(Dataset rows on where objects appear)

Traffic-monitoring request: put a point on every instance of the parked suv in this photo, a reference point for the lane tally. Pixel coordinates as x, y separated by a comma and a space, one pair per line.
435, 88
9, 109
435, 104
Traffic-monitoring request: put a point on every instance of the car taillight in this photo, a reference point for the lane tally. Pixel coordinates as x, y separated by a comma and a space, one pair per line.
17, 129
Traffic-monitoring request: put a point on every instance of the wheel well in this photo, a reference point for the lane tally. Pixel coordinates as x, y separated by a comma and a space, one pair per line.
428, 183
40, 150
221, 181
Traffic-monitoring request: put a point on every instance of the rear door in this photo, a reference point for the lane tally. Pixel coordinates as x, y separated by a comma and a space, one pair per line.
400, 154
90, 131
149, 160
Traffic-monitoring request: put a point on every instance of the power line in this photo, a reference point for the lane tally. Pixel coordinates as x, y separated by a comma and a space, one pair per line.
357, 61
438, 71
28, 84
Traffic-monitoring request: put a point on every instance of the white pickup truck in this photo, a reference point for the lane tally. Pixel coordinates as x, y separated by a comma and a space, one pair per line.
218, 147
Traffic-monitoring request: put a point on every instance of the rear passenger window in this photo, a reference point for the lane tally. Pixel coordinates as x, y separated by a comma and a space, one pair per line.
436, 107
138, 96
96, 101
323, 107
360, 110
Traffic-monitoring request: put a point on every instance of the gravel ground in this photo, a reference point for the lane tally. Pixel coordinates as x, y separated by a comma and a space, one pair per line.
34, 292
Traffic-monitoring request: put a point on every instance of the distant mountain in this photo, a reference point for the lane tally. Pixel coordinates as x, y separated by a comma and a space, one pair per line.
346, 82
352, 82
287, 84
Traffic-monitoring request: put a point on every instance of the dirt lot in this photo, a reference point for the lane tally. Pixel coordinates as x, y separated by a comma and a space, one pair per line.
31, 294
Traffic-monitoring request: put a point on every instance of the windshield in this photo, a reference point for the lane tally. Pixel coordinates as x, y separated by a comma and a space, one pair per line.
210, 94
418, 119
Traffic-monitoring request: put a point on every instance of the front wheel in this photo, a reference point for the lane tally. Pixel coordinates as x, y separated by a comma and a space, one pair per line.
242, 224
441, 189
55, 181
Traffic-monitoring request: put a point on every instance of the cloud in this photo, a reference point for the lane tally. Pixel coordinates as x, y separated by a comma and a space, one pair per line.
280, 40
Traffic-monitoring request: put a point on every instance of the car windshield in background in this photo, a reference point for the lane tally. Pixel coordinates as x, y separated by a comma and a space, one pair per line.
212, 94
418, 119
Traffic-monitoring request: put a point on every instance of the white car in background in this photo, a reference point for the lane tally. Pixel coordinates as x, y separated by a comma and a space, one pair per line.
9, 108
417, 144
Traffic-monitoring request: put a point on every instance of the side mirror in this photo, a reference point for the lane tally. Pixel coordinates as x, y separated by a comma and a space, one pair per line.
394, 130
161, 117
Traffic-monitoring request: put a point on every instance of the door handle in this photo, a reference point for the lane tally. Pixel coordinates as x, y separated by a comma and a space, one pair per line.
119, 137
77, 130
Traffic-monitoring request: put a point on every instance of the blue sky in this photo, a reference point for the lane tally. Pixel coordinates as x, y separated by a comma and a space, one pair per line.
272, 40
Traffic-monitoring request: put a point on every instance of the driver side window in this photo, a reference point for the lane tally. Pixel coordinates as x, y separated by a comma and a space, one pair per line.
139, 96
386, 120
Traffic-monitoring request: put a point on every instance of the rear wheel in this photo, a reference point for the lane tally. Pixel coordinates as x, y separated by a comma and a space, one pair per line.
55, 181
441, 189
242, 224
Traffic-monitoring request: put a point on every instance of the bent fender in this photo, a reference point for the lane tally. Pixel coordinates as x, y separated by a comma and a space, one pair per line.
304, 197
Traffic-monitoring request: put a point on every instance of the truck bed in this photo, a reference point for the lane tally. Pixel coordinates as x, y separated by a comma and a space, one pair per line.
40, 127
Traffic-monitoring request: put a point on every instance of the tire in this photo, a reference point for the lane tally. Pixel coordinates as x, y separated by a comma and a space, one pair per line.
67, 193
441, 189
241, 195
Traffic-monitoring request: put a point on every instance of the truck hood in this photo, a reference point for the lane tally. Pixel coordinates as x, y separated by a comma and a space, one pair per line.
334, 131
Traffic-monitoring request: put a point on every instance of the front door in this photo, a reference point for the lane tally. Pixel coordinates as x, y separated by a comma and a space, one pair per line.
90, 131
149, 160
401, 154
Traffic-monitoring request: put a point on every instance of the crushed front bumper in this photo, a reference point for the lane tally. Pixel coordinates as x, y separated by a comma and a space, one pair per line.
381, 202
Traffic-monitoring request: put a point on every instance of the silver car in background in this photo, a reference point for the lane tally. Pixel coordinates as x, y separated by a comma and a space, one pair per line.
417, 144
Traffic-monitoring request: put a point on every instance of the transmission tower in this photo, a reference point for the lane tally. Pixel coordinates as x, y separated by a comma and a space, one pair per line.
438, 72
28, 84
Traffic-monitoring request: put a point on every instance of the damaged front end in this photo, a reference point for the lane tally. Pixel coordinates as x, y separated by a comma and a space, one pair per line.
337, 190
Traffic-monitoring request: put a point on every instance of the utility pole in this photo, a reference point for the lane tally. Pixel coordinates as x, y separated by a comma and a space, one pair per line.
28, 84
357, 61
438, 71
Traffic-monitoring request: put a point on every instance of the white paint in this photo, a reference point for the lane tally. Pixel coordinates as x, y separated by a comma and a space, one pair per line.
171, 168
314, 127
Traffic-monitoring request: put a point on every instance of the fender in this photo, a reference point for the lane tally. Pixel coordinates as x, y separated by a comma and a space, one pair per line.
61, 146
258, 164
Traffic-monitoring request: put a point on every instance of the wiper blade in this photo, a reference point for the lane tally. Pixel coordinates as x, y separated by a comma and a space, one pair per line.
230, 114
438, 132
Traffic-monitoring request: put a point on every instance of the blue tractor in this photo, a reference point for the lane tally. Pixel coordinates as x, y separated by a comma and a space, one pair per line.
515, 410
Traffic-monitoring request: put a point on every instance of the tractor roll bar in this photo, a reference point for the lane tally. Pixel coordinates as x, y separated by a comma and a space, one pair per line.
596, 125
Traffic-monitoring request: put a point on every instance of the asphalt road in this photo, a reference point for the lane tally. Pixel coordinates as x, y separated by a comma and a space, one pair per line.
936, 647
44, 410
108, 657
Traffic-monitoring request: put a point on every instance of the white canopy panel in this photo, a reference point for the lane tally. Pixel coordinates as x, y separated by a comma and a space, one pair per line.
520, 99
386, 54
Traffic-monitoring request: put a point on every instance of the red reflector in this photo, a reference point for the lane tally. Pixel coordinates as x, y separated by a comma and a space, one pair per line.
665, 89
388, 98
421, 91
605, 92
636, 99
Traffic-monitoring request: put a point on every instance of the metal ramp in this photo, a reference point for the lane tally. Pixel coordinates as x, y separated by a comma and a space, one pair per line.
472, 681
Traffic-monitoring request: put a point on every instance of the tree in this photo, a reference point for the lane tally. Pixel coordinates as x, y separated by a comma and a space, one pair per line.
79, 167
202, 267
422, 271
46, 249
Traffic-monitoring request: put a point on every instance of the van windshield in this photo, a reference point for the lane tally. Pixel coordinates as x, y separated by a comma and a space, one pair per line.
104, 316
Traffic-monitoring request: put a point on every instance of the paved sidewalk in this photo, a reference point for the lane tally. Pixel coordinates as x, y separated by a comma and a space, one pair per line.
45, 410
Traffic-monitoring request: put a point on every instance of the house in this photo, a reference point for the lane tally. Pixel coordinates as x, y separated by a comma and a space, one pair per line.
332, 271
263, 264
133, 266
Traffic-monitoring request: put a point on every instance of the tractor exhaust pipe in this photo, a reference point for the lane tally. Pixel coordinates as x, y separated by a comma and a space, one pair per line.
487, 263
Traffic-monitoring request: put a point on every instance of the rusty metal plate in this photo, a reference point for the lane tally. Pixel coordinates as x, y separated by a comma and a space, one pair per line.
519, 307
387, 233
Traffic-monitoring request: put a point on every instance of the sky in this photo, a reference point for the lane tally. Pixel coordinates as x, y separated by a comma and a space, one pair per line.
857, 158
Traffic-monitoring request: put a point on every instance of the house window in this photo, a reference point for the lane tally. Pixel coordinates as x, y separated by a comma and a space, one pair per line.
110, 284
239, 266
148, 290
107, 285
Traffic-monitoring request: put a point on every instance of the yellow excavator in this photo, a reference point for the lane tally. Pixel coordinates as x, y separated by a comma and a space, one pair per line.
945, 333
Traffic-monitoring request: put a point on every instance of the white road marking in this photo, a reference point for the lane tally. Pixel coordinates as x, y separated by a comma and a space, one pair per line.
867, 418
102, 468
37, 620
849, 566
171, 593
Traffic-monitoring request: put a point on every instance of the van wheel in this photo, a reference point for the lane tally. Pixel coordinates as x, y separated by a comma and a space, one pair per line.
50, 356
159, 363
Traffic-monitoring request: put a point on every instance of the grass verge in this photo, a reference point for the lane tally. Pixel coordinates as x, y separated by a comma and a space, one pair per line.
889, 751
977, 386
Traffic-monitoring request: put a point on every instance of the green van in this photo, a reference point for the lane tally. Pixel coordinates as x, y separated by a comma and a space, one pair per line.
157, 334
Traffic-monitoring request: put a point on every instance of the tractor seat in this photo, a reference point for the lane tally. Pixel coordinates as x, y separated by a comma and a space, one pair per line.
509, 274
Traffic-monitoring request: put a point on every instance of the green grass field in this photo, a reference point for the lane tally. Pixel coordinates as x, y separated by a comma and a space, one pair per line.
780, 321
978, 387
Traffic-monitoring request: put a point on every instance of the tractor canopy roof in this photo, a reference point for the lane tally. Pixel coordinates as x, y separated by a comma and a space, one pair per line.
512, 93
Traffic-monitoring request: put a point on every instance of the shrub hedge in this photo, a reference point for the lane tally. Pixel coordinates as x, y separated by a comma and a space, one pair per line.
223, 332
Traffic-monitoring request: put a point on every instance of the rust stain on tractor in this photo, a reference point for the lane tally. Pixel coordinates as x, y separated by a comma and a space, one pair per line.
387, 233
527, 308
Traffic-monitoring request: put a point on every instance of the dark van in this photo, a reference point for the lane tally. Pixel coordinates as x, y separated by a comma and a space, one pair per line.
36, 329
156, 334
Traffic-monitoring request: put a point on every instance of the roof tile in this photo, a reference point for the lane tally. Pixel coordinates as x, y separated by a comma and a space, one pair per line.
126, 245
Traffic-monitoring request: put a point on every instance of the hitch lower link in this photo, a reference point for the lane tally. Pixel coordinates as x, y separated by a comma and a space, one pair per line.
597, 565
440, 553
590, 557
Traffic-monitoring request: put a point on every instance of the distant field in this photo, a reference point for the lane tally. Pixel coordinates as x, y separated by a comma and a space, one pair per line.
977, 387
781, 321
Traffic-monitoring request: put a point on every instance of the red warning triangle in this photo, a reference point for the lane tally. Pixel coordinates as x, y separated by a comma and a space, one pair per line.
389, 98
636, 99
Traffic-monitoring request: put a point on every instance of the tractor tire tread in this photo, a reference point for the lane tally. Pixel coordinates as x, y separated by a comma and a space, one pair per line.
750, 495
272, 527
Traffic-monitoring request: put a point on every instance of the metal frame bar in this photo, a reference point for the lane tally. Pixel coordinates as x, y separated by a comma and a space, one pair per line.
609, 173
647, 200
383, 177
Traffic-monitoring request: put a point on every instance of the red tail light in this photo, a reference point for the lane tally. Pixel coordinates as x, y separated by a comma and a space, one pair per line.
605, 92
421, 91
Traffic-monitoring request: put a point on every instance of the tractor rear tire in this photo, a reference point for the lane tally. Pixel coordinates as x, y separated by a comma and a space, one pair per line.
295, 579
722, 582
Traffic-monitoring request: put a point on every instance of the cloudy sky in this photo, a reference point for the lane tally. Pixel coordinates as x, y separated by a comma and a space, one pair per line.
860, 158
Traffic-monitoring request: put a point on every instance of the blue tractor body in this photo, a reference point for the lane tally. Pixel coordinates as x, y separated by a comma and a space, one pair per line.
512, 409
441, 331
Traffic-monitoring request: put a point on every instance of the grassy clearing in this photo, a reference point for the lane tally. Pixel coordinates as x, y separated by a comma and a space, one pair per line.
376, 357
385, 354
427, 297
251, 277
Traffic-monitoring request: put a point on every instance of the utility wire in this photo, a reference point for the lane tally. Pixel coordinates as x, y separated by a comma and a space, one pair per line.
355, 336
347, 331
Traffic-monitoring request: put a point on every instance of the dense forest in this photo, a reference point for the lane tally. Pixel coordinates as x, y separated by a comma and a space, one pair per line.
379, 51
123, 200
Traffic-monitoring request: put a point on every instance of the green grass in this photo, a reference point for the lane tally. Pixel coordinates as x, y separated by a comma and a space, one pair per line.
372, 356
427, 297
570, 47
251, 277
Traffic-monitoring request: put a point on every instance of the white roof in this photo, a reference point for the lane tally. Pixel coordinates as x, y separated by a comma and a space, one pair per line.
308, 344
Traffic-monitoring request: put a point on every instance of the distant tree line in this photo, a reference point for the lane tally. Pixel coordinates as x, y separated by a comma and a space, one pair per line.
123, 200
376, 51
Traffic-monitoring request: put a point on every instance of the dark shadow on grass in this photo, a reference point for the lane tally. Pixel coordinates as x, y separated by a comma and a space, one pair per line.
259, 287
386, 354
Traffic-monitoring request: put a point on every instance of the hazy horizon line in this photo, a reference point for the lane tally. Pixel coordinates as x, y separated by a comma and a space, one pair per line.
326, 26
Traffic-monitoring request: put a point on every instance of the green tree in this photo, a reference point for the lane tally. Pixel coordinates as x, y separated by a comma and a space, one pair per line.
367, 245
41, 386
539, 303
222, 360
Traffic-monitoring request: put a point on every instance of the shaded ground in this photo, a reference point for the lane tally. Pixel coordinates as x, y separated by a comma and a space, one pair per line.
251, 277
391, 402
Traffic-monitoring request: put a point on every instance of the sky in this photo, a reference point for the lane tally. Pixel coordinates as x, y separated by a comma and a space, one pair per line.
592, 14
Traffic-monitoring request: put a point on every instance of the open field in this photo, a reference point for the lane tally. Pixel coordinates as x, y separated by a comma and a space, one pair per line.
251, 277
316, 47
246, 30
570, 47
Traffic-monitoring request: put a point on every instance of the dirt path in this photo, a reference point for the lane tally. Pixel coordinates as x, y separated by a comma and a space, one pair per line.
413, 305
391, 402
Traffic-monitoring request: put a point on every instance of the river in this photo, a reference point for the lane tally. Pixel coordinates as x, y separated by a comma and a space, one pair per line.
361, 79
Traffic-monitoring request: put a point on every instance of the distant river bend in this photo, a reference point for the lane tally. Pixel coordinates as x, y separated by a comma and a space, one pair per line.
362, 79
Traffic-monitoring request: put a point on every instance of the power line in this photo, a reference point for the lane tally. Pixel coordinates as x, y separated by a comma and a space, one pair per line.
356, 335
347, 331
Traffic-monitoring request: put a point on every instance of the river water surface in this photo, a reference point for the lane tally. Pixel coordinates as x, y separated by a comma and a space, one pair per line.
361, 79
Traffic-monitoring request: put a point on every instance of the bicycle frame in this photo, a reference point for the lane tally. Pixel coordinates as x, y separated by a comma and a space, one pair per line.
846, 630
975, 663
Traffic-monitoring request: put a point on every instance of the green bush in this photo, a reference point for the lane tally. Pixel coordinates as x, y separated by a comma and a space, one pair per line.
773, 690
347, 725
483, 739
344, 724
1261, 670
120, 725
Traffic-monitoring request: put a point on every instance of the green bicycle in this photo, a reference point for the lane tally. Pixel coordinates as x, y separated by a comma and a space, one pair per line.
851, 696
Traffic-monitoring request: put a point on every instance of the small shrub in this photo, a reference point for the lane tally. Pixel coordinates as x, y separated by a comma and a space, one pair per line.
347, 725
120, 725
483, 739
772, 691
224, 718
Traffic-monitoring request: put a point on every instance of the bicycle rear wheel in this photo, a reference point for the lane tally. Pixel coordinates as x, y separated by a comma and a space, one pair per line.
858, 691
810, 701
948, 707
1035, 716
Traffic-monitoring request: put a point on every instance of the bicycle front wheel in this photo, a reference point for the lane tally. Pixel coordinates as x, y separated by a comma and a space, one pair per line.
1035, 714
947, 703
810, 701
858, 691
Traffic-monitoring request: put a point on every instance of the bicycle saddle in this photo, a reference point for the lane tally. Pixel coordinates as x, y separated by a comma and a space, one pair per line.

## Work instructions
Repeat exactly, and only, the lines of the records above, starting with the line that contains "of the small" and ending with the final line, both included.

## Answer to this problem
Traffic-monitoring request: put a point on every instance of the small shrub in this photo, a reference point for the lane tally. Pixel coordinates as x, y separated by a comma and a space, one pair per line.
347, 725
120, 725
483, 739
772, 691
224, 718
Traffic-monitoring request: put a point on every instance of the bicycle rear wheel in this photo, a reference point for the lane tally. Pixel coordinates as x, y separated by a comma and a space, one pair per line.
858, 691
810, 701
948, 707
1035, 716
Traffic-monitoring request: put a point on every instance of the bicycle front wheel in this photo, a reference point for the lane tally. Pixel coordinates as x, y separated by a comma and a space, one pair per line.
1035, 714
947, 703
810, 701
858, 691
Traffic-monitoring request: put a point on every instance of the bicycle saddle in this photo, a reference point for the lane tally. Pixel coordinates as x, y separated by a comma and a space, one pair per line.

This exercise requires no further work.